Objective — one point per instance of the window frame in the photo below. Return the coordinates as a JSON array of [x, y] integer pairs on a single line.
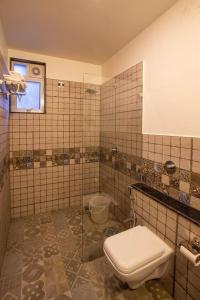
[[13, 102]]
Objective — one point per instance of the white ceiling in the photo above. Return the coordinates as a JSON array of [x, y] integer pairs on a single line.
[[84, 30]]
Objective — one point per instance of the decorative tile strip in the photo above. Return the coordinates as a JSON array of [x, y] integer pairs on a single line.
[[22, 160], [150, 173], [4, 167]]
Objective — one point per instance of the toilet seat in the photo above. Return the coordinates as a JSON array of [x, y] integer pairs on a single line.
[[137, 255], [133, 249]]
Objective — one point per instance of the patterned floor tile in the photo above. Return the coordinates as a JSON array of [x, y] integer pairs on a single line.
[[45, 260]]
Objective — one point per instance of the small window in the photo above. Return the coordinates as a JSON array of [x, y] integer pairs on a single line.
[[34, 99]]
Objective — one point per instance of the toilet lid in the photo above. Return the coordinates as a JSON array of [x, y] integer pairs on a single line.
[[133, 248]]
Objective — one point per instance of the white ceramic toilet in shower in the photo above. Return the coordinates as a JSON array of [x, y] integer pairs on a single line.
[[137, 255]]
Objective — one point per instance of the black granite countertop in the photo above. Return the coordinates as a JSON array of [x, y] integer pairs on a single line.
[[182, 209]]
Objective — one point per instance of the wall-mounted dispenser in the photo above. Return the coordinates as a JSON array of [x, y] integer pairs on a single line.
[[12, 84]]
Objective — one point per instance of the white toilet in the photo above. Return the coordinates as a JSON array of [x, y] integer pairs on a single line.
[[137, 255]]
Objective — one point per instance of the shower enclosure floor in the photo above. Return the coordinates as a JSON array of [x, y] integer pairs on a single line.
[[43, 261]]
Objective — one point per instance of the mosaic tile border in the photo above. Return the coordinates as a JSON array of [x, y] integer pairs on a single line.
[[181, 186], [22, 160]]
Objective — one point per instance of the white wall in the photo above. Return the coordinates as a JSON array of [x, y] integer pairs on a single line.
[[3, 44], [170, 49], [63, 69]]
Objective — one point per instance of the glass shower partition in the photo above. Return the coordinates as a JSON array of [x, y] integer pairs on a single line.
[[99, 151], [112, 151]]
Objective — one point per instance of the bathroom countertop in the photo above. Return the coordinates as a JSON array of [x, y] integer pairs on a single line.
[[182, 209]]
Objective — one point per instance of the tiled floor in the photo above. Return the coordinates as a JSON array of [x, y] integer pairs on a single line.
[[43, 261]]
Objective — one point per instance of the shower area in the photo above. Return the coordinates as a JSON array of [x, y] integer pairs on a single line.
[[112, 149], [75, 162]]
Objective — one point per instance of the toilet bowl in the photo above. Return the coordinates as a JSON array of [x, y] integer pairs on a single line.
[[137, 255]]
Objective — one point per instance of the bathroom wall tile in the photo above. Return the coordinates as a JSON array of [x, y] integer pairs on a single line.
[[4, 168], [48, 144]]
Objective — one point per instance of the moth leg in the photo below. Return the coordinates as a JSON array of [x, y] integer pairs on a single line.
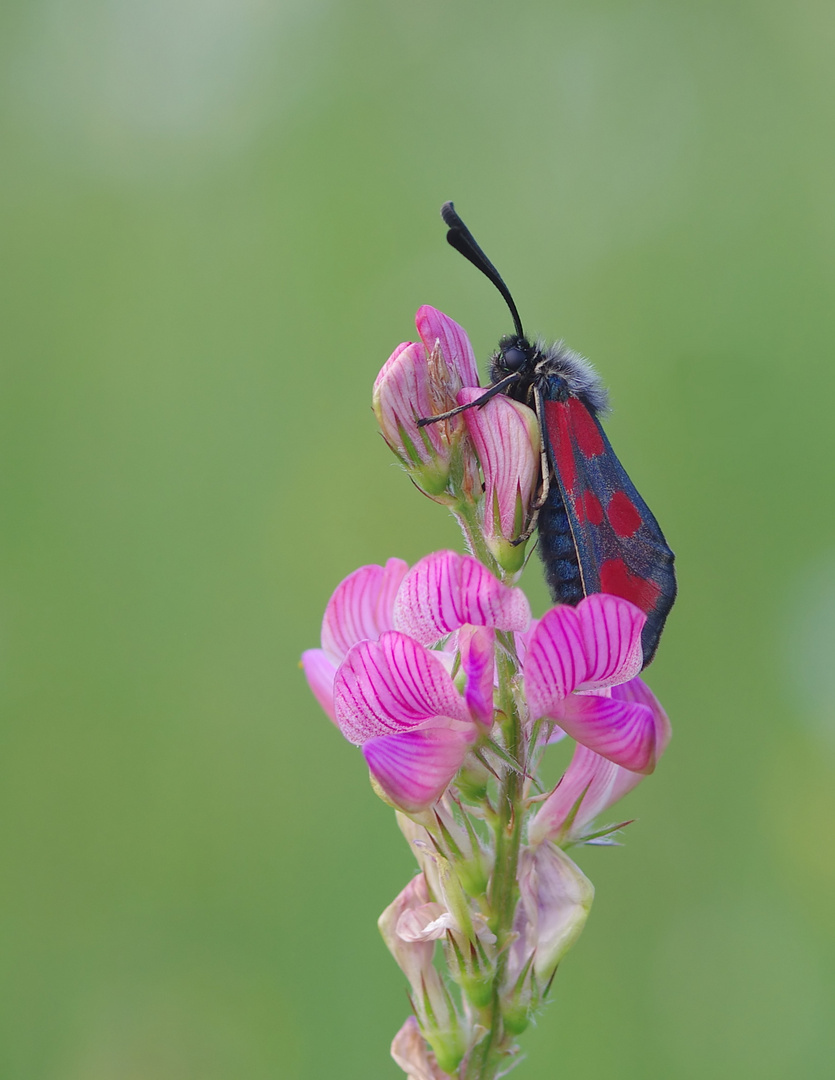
[[544, 471], [497, 388]]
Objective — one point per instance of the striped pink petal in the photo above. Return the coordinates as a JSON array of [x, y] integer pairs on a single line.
[[506, 434], [554, 661], [320, 672], [362, 607], [636, 691], [477, 651], [416, 768], [446, 590], [589, 647], [391, 686], [624, 732], [594, 779], [610, 630], [434, 326]]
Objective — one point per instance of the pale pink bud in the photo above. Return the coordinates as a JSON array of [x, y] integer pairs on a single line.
[[555, 898], [411, 1051], [419, 380], [506, 434], [361, 607]]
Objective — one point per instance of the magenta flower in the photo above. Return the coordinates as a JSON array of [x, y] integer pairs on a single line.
[[506, 434], [574, 656], [361, 608], [591, 783], [395, 698], [422, 379]]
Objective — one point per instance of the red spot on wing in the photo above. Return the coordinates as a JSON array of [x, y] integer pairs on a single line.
[[586, 432], [560, 436], [618, 580], [623, 515], [590, 507]]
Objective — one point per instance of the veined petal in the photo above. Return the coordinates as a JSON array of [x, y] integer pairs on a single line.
[[590, 647], [506, 434], [320, 672], [554, 661], [415, 768], [412, 1053], [477, 651], [446, 590], [598, 781], [391, 686], [589, 777], [434, 326], [610, 629], [362, 607], [624, 732]]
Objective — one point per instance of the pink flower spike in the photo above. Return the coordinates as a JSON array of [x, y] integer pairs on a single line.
[[477, 651], [446, 590], [415, 768], [506, 434], [434, 327], [592, 646], [362, 607], [392, 686]]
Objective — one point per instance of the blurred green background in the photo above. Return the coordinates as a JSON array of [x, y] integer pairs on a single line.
[[218, 218]]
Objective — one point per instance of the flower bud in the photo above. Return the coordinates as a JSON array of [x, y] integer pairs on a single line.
[[420, 380], [555, 898], [506, 434]]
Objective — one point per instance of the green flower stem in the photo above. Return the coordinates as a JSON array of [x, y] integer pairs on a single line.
[[490, 1053], [466, 512]]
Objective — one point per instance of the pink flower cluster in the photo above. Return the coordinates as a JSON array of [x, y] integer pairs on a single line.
[[385, 674], [453, 692]]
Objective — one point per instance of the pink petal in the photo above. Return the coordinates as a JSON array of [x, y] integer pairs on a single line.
[[624, 732], [555, 660], [477, 651], [362, 607], [412, 1053], [416, 768], [434, 326], [610, 630], [391, 686], [589, 647], [637, 691], [446, 590], [320, 672], [602, 781], [506, 434]]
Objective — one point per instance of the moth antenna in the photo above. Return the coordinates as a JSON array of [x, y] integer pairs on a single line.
[[460, 238]]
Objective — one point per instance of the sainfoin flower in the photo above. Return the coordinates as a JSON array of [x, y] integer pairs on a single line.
[[420, 380], [454, 693]]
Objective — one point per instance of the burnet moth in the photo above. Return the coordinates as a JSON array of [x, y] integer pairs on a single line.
[[596, 535]]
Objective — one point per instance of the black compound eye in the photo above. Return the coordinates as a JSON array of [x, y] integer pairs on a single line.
[[514, 359]]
+---+
» **TASK TO CARRY OUT**: Restate the data above exactly, stripping out each image.

» **ANSWER BELOW**:
Objective — one point per instance of the window frame in the photo below. Return the coordinates as a JSON array of [x, y] integer pairs on a single line.
[[13, 102]]
Objective — one point per instance of the white ceiling in the photo above. Return the coordinates as a JSON array of [x, y] integer pairs on a single line.
[[84, 30]]
Objective — one point per instance of the decorative tile strip in the photo above. Return the coordinates as a JSON array of [x, y] integer pairs on a single line.
[[22, 160], [150, 173], [4, 167]]
Objective — one point per instance of the toilet seat in the photo above. Return the coordinates as a JSON array of [x, y] integer pairs on a single line.
[[137, 255], [133, 249]]
Objective — one point per instance of the patterned floor tile in the photo above. Return the coordinates as a JSON array of [x, y] integer pairs on a single line.
[[45, 260]]
Objective — one point per instance of the small window in the photo above. Return the coordinates as a JSON array of [x, y] integer pairs on a single line.
[[34, 99]]
Objective — one point per instance of the toilet lid in the photo above. Return the coordinates as a JSON array of [x, y] integer pairs on a single line.
[[133, 248]]
Objective — one point per instance of the white ceramic toilet in shower in the photo above. Return the coordinates as a JSON array of [x, y] integer pairs on a single line.
[[137, 255]]
Objective — one point per instance of the black granite countertop in the photo above. Return the coordinates as a JSON array of [x, y] integer pairs on a single line.
[[182, 209]]
Objective — one point per instance of the wall-mounted dispenser in the photo above. Return the coordinates as a JSON array of [x, y] integer pairs on a single line.
[[12, 84]]
Objective — one point per instance of the white toilet in the photo above. Return the coordinates as a JSON array of [x, y] integer pairs on a single line.
[[137, 255]]
Objective — one point per instance of the shower enclosure floor in the photo above. Return the coordinates as a JSON array of [x, y] integer pairs on a single line.
[[43, 261]]
Objective — one point per instance of the mosaic tile border in the photo above. Return the coordinates as a JSON array of [x, y] integer pairs on a single line.
[[181, 186], [22, 160]]
Objective — one point per instance of the white wall in the photo above. Return the coordinates as a JSON array of [x, y] integer pairs on a single line.
[[3, 44], [170, 49], [63, 69]]
Objective — one point per instance of the glass shower partition in the photo above. Return the coordinates as a JSON array of [x, y] integer pairs on a single line.
[[99, 151], [112, 151]]
Objective — one point per instance of the bathroom countertop in the photo above. Return the coordinates as a JSON array of [x, y] integer pairs on a single line.
[[182, 209]]
Objective — one point per instance of the tiled floor in the photo above. Return the coordinates as a JSON array of [x, y] integer pairs on a single line.
[[43, 261]]
Objective — one point per instance of the shower area in the photo above. Return the coordinates as a JSON array of [x, y] integer pairs on a single line.
[[112, 149], [75, 162]]
Objective — one point per instance of the toilet bowl in the photo above. Return the coordinates as a JSON array of [x, y] integer pairs on a single line.
[[137, 255]]
Objective — one point per instance of the bathroom wall tile in the photo above. Return the coordinates as a JSON array of [x, y] integer pairs on a single line.
[[4, 168], [48, 144]]
Objective — one point per instance of the moth leg in the photo below. Return the coordinates as a JSON array of [x, y] integer pairs on a single line.
[[544, 471], [497, 388]]
Objective — one point per instance of the striped pink petal in the photo above. Return the coordinates as a JSON array of [x, y] integer pairs on a single line.
[[506, 434], [554, 661], [320, 672], [362, 607], [636, 691], [477, 651], [416, 768], [446, 590], [589, 647], [391, 686], [624, 732], [594, 779], [610, 630], [434, 326]]
Objective — one point per instance of the pale pink bud in the photo above. Return the coordinates as a JSON array of [x, y] integer pairs on a single line.
[[555, 898], [411, 1051], [419, 380], [506, 434], [361, 607]]
Objective — one point per instance of the magenta flower in the photo above. Return the coordinates as a JSON array of [x, y] integer pairs on a single line.
[[506, 434], [574, 656], [361, 608], [591, 783], [395, 698], [422, 379]]
Objective — one point per instance of the red spot on wing in the photo above. Return the coordinates as a JSON array of [x, y] integer pairs on a single line.
[[586, 432], [560, 436], [618, 580], [623, 515], [590, 507]]
Objective — one point per instance of the veined petal in the photo above. Return the coordinates as a JSON array of [x, y] integer pairs on a single line.
[[590, 647], [506, 434], [320, 672], [554, 661], [415, 768], [412, 1053], [477, 651], [446, 590], [598, 781], [391, 686], [589, 777], [434, 326], [610, 629], [362, 607], [624, 732]]
Objective — one point per instance of the pink flower spike in the photo above. Return the coordinates as a JSON array of [x, y] integer pairs on a single line.
[[477, 651], [446, 590], [415, 768], [506, 434], [434, 327], [592, 646], [362, 607], [392, 686]]
Objective — one point per instance of the blurred green background in the photo above. Return the coordinates as a JSON array of [x, y] integer pairs on a single line.
[[218, 218]]
Objective — one point per instance of the flower bud in the photo above. Return the coordinates as a JSON array of [x, y] integer pairs on a single line.
[[420, 380], [555, 898], [506, 434]]
Objective — one point per instance of the green flower stem in the photo above. Return the coordinates as a JSON array of [x, y] integer pairs on a single line.
[[490, 1053], [466, 512]]
Objective — one point per instance of the pink flower cluster in the photo above. Return the coordinates as a JSON array of [x, y] integer pairs on a single line.
[[385, 674], [453, 692]]
Objective — one point per instance of the pink petal in the photo above. Return the coordinates as a JSON array of [x, y] integer pairs on a single line.
[[624, 732], [555, 660], [477, 651], [362, 607], [412, 1053], [416, 768], [434, 326], [610, 630], [391, 686], [589, 647], [637, 691], [446, 590], [320, 672], [602, 781], [506, 434]]
Objective — one point per instance of the moth antenna in the photo above. Return the coordinates as a JSON array of [x, y] integer pairs on a single line.
[[460, 238]]
Objective — one point per instance of the sainfoin flower in the photo above. Return the coordinates as a JSON array of [x, y] integer pairs on a single line.
[[420, 380], [454, 693]]
Objective — one point per instance of the burnet moth in the photo above. Return the coordinates as a JSON array of [x, y] integer pairs on a single line.
[[596, 535]]
Objective — one point per instance of the black compound eye in the photo above. Return the coordinates as a JSON array of [x, y] integer pairs on a single line.
[[514, 359]]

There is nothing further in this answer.